Text segment:
════════

Microsoft · Filed Nov 25, 2024 · Published May 28, 2026 · verified — real USPTO data

Microsoft Patents an Audio-Guided Screen Capture Tool for Visually Impaired Users

Taking a screenshot sounds trivial — unless you can't see the screen. Microsoft is filing a patent for a screen capture system that narrates what's on screen, confirms the right object is selected, and embeds accessibility metadata directly into the image file.

Microsoft Patent: Accessible Screen Capture for Blind Users — figure from US 2026/0147451 A1
FIG. 1A — rendered from the official USPTO publication PDF.
Publication number US 2026/0147451 A1
Applicant MICROSOFT TECHNOLOGY LICENSING, LLC
Filing date Nov 25, 2024
Publication date May 28, 2026
Inventors Juan Fernando MEJIA VELEZ, Stephanie Marie ANDERL
CPC classification 715/866
Grant likelihood Medium
Examiner CENTRAL, DOCKET (Art Unit OPAP)
Status Docketed New Case - Ready for Examination (Jan 3, 2025)
Document 16 claims

What Microsoft's accessible screen capture actually does

Imagine you're using a screen reader and you need to take a screenshot to send to tech support. Today, that process is genuinely painful — you can't easily confirm you've captured the right thing, and the resulting image file contains zero context for anyone who later needs to describe it to you.

Microsoft's patent describes a system that changes this. When you hover over or focus on something on your screen, the system narrates a description of that object so you know what you're targeting. Once you confirm your selection, it checks that the object you originally selected is actually inside the capture area before snapping the shot — no extra confirmation step needed from you.

The final screenshot isn't just a dumb image, either. The system embeds application metadata — structured information about the objects in the capture — directly into the image file. That means the screenshot itself carries context that assistive tools can read back later.

How the object-matching and narration pipeline works

The patent describes a multi-step pipeline that makes every stage of screen capture accessible, not just the end result.

First, the system scans the user interface and narrates descriptions of objects as a user navigates — think of it like a spatial audio tour of what's on screen. When you select an object as your capture target, that selection is registered before the capture process begins.

Then comes the clever validation step. The system temporarily applies the chosen screen capture type (which could be a full screen, a window, or a region) and identifies a "second object" inside that capture area. It then checks whether the first object you selected and the second object it found are the same thing. If they match, the screenshot fires automatically — without asking you to reselect your target. That removes a redundant confirmation step that would otherwise break the accessibility flow.

════════

Dataset excerpt:
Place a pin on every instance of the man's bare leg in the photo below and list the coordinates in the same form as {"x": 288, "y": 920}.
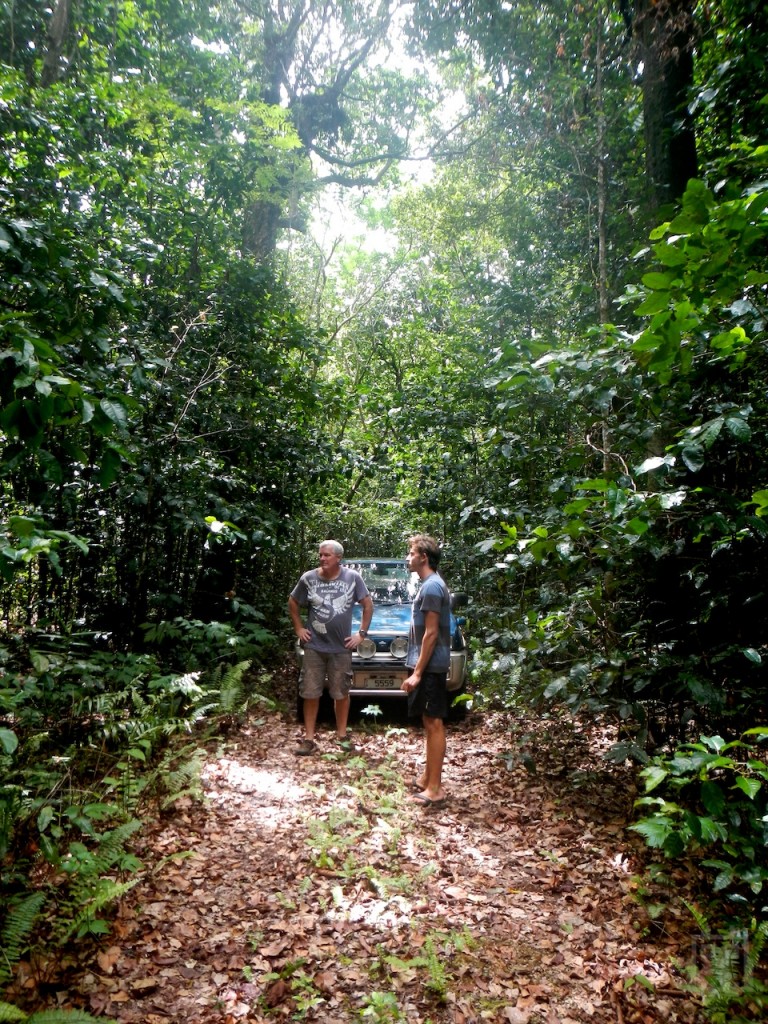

════════

Echo the Microsoft screen capture patent article verbatim, from "Taking a screenshot" to "(Jan 3, 2025)".

Taking a screenshot sounds trivial — unless you can't see the screen. Microsoft is filing a patent for a screen capture system that narrates what's on screen, confirms the right object is selected, and embeds accessibility metadata directly into the image file.

Microsoft Patent: Accessible Screen Capture for Blind Users — figure from US 2026/0147451 A1
FIG. 1A — rendered from the official USPTO publication PDF.
Publication number US 2026/0147451 A1
Applicant MICROSOFT TECHNOLOGY LICENSING, LLC
Filing date Nov 25, 2024
Publication date May 28, 2026
Inventors Juan Fernando MEJIA VELEZ, Stephanie Marie ANDERL
CPC classification 715/866
Grant likelihood Medium
Examiner CENTRAL, DOCKET (Art Unit OPAP)
Status Docketed New Case - Ready for Examination (Jan 3, 2025)